PROBLEM
Set down again exactly the lines of the listing below that fall between the line holding "Teacher note: indicate the highway" and the line holding "Teacher note: indicate the dense", inclusive.

[DATA TO USE Boundary: Start]

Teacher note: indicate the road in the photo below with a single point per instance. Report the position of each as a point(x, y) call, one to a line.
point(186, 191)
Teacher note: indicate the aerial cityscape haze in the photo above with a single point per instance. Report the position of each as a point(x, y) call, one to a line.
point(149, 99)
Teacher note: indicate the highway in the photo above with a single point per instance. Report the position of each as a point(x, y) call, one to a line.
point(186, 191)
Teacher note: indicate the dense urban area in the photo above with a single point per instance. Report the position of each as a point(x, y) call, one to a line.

[DATA TO USE Boundary: End]
[DATA TO USE Boundary: Start]

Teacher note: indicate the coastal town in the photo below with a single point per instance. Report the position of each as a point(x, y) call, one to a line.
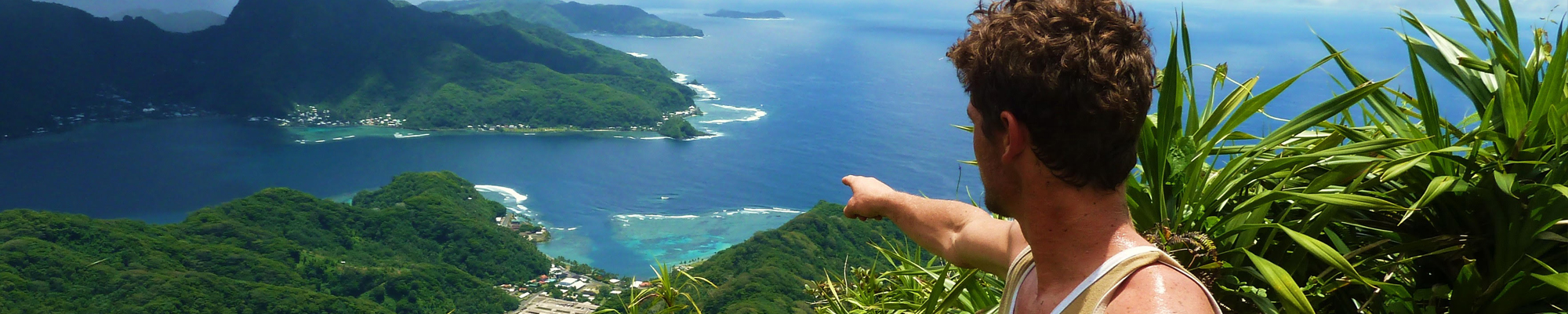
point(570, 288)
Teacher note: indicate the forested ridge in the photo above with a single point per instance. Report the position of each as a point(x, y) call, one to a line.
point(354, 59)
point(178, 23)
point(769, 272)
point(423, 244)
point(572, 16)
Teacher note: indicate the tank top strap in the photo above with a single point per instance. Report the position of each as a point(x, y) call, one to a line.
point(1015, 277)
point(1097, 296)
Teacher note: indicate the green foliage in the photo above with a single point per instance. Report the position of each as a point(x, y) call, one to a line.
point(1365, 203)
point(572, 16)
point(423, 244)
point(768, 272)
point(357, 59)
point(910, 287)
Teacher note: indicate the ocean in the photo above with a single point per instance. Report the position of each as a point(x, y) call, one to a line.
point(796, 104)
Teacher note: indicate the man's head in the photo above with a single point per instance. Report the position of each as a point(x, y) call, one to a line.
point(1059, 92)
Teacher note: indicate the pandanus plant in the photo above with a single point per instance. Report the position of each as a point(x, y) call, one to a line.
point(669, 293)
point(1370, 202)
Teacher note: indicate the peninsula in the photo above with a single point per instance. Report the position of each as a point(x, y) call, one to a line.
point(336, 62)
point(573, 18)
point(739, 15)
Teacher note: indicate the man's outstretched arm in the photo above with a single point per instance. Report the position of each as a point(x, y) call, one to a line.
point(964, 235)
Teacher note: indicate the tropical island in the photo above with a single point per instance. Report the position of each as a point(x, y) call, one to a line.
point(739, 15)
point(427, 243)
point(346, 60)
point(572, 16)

[DATA TO USE Boundary: End]
[DATA TO USE Boundary: Start]

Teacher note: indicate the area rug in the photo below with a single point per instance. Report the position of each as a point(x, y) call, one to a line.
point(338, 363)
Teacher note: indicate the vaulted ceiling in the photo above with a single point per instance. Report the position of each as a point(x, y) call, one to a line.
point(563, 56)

[DATA TO USE Boundary: End]

ANSWER TO THIS EXERCISE
Teacher note: indicate the highway in the photo above with a single point per instance. Report the position of each as a point(x, y) call, one to a line.
point(186, 191)
Teacher note: indicate the dense urban area in the photo above with a single point per instance. Report the position of each as a point(x, y) call, one to a line.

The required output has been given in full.